WHAT THIS TASK INVOLVES | Your response should consist of the full data, set down exactly.
[MATERIAL FOR THIS TASK Boundary: Start]
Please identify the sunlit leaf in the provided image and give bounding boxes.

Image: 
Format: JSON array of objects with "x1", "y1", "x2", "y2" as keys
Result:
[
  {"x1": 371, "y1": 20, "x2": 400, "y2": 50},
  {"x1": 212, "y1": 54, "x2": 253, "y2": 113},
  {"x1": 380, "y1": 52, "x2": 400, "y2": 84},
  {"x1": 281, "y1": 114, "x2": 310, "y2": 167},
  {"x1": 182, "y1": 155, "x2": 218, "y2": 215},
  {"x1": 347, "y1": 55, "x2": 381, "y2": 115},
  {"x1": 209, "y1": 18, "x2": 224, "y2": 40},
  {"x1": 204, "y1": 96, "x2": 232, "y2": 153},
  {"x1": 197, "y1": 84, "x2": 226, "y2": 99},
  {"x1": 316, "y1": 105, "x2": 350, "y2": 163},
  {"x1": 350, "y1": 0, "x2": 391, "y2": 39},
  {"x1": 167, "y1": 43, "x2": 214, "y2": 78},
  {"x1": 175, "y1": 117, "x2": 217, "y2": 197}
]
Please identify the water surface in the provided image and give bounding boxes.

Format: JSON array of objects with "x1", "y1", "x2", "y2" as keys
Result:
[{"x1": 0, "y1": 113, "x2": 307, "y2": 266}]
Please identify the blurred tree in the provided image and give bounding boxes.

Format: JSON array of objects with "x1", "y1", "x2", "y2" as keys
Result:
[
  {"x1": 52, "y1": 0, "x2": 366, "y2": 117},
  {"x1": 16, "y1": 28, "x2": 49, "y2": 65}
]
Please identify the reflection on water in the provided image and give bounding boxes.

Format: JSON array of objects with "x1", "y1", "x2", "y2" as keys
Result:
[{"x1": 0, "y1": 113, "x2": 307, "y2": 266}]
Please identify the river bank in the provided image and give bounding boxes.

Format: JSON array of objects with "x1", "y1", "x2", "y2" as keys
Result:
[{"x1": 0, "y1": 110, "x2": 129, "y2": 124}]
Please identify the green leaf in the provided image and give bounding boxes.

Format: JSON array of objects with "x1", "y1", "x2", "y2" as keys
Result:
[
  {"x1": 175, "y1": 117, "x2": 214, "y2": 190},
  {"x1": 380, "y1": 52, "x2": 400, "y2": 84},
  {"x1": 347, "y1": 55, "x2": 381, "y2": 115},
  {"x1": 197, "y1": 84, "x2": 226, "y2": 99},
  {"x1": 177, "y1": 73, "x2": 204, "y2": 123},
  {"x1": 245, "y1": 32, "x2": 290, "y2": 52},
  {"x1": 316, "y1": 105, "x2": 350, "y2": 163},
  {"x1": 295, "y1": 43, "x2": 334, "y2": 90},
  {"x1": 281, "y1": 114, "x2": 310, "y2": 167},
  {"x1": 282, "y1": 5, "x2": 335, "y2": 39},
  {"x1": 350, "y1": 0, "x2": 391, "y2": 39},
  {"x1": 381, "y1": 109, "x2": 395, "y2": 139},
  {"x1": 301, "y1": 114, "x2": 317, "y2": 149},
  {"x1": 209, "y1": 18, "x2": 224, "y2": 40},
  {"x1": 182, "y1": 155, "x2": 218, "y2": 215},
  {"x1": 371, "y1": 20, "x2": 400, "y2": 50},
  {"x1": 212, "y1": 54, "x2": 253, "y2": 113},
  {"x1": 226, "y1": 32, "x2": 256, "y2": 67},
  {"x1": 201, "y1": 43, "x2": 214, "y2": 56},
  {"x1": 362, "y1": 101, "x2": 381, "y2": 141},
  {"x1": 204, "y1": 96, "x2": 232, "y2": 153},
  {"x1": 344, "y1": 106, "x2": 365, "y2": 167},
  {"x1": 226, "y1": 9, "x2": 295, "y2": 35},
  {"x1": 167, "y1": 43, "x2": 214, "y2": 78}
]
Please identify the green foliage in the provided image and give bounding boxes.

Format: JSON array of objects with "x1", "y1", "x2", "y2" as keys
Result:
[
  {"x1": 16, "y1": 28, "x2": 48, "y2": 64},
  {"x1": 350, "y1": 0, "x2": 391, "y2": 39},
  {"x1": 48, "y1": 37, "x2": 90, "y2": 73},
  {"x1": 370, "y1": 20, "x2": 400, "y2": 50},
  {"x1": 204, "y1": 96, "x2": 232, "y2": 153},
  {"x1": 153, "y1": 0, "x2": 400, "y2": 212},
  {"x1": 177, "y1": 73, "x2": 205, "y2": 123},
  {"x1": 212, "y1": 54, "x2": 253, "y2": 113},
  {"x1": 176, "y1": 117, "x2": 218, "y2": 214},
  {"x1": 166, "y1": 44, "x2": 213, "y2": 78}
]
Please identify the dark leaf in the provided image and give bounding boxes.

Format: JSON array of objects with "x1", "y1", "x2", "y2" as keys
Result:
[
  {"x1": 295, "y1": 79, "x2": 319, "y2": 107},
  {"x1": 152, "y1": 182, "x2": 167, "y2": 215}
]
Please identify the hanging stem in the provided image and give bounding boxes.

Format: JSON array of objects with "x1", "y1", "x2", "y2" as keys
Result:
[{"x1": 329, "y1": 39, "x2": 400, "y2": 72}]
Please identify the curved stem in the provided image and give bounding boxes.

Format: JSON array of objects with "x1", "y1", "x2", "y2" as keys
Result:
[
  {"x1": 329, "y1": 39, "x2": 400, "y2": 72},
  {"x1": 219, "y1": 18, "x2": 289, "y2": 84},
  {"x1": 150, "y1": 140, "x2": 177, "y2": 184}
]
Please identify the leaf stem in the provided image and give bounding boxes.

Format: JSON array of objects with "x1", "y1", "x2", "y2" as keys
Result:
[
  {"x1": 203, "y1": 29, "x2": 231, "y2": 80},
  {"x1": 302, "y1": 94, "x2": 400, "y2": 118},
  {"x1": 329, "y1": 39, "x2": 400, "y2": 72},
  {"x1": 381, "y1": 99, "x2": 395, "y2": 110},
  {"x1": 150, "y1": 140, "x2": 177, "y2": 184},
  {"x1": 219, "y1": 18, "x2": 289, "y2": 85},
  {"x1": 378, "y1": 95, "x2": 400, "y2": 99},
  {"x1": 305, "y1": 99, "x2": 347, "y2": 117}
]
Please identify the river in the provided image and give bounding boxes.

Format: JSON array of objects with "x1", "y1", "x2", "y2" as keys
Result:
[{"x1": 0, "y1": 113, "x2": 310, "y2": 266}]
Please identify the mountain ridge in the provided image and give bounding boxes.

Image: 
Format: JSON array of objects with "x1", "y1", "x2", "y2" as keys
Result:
[MATERIAL FOR THIS TASK Boundary: End]
ANSWER FOR THE TASK |
Please identify the sunlit leaf in the provided image and give bounding boxes.

Image: 
Format: JSON array of objects with "x1", "y1", "x2", "y2" as keys
Result:
[
  {"x1": 371, "y1": 20, "x2": 400, "y2": 50},
  {"x1": 212, "y1": 54, "x2": 253, "y2": 113},
  {"x1": 380, "y1": 52, "x2": 400, "y2": 84},
  {"x1": 281, "y1": 114, "x2": 310, "y2": 167},
  {"x1": 182, "y1": 155, "x2": 218, "y2": 215},
  {"x1": 347, "y1": 55, "x2": 381, "y2": 115},
  {"x1": 209, "y1": 18, "x2": 224, "y2": 40},
  {"x1": 204, "y1": 96, "x2": 232, "y2": 153},
  {"x1": 197, "y1": 84, "x2": 226, "y2": 99},
  {"x1": 316, "y1": 105, "x2": 350, "y2": 163},
  {"x1": 350, "y1": 0, "x2": 391, "y2": 39},
  {"x1": 167, "y1": 43, "x2": 214, "y2": 78},
  {"x1": 175, "y1": 117, "x2": 217, "y2": 197}
]
Please identify the water surface in the provided image and give bounding boxes.

Format: JSON array of objects with "x1", "y1", "x2", "y2" as keys
Result:
[{"x1": 0, "y1": 113, "x2": 307, "y2": 266}]
Please identify the blurred tree in the provided image and give bounding boxes.

Format: JSON array of objects with "x1", "y1", "x2", "y2" as keys
Result:
[
  {"x1": 52, "y1": 0, "x2": 366, "y2": 117},
  {"x1": 16, "y1": 28, "x2": 49, "y2": 65}
]
Please identify the reflection on water in the provided image and give bounding boxes.

Format: JSON array of objects with "x1", "y1", "x2", "y2" as keys
Result:
[{"x1": 0, "y1": 113, "x2": 307, "y2": 266}]
Please identify the river bank in the provided image and give bounding boxes.

Format: JSON array of objects with "x1", "y1", "x2", "y2" as keys
Result:
[{"x1": 0, "y1": 110, "x2": 129, "y2": 124}]
Please identify the green leaf in the provided image and give bounding boxes.

Format: JSON array of objects with "x1", "y1", "x2", "y2" as keys
Result:
[
  {"x1": 175, "y1": 117, "x2": 214, "y2": 190},
  {"x1": 380, "y1": 52, "x2": 400, "y2": 84},
  {"x1": 347, "y1": 55, "x2": 381, "y2": 115},
  {"x1": 197, "y1": 84, "x2": 226, "y2": 99},
  {"x1": 177, "y1": 73, "x2": 204, "y2": 123},
  {"x1": 245, "y1": 32, "x2": 290, "y2": 52},
  {"x1": 316, "y1": 105, "x2": 350, "y2": 163},
  {"x1": 295, "y1": 43, "x2": 334, "y2": 90},
  {"x1": 281, "y1": 114, "x2": 310, "y2": 167},
  {"x1": 282, "y1": 5, "x2": 335, "y2": 39},
  {"x1": 350, "y1": 0, "x2": 391, "y2": 39},
  {"x1": 381, "y1": 109, "x2": 395, "y2": 139},
  {"x1": 301, "y1": 114, "x2": 317, "y2": 149},
  {"x1": 209, "y1": 18, "x2": 224, "y2": 40},
  {"x1": 182, "y1": 155, "x2": 218, "y2": 215},
  {"x1": 371, "y1": 20, "x2": 400, "y2": 50},
  {"x1": 212, "y1": 54, "x2": 253, "y2": 113},
  {"x1": 226, "y1": 32, "x2": 256, "y2": 67},
  {"x1": 201, "y1": 43, "x2": 214, "y2": 56},
  {"x1": 362, "y1": 101, "x2": 381, "y2": 141},
  {"x1": 204, "y1": 96, "x2": 232, "y2": 153},
  {"x1": 344, "y1": 106, "x2": 365, "y2": 167},
  {"x1": 226, "y1": 9, "x2": 295, "y2": 35},
  {"x1": 167, "y1": 43, "x2": 214, "y2": 78}
]
Please identify the green foliage in the provided image and give bounding boxes.

Format: JSON array of objects with "x1", "y1", "x2", "y2" as keys
Result:
[
  {"x1": 16, "y1": 28, "x2": 48, "y2": 64},
  {"x1": 350, "y1": 0, "x2": 391, "y2": 39},
  {"x1": 48, "y1": 37, "x2": 90, "y2": 73},
  {"x1": 370, "y1": 20, "x2": 400, "y2": 50},
  {"x1": 204, "y1": 96, "x2": 232, "y2": 153},
  {"x1": 153, "y1": 0, "x2": 400, "y2": 212},
  {"x1": 177, "y1": 73, "x2": 205, "y2": 123},
  {"x1": 212, "y1": 54, "x2": 253, "y2": 113},
  {"x1": 176, "y1": 117, "x2": 218, "y2": 214},
  {"x1": 166, "y1": 44, "x2": 213, "y2": 78}
]
Please identify the dark leaf in the provided image and give bounding boxes.

Format: JSON array of objects with "x1", "y1", "x2", "y2" as keys
Result:
[
  {"x1": 295, "y1": 79, "x2": 319, "y2": 107},
  {"x1": 152, "y1": 182, "x2": 167, "y2": 215}
]
Please identify the hanging stem in the provided image and give bounding boxes.

Format: JSON array of objects with "x1", "y1", "x2", "y2" as keys
Result:
[{"x1": 329, "y1": 39, "x2": 400, "y2": 72}]
Please identify the curved stem in the provided image and give bounding boxes.

Format: JSON array of objects with "x1", "y1", "x2", "y2" as keys
Result:
[
  {"x1": 329, "y1": 39, "x2": 400, "y2": 72},
  {"x1": 219, "y1": 18, "x2": 289, "y2": 84},
  {"x1": 150, "y1": 140, "x2": 177, "y2": 184}
]
Please identify the leaf stem in the provided image and give bounding boxes.

Format: JSON array of objects with "x1", "y1", "x2", "y2" as keys
Result:
[
  {"x1": 203, "y1": 29, "x2": 231, "y2": 80},
  {"x1": 302, "y1": 94, "x2": 400, "y2": 118},
  {"x1": 329, "y1": 39, "x2": 400, "y2": 72},
  {"x1": 381, "y1": 99, "x2": 395, "y2": 110},
  {"x1": 150, "y1": 140, "x2": 177, "y2": 184},
  {"x1": 219, "y1": 18, "x2": 289, "y2": 85},
  {"x1": 378, "y1": 95, "x2": 400, "y2": 99},
  {"x1": 305, "y1": 99, "x2": 347, "y2": 117}
]
Please identify the river in the provided image and give bounding boxes.

Format: JSON array of objects with "x1", "y1", "x2", "y2" as keys
Result:
[{"x1": 0, "y1": 113, "x2": 310, "y2": 266}]
Please identify the mountain ridge in the provided image and give bounding boxes.

Image: 
Format: JSON array of objects with "x1", "y1", "x2", "y2" as keys
Result:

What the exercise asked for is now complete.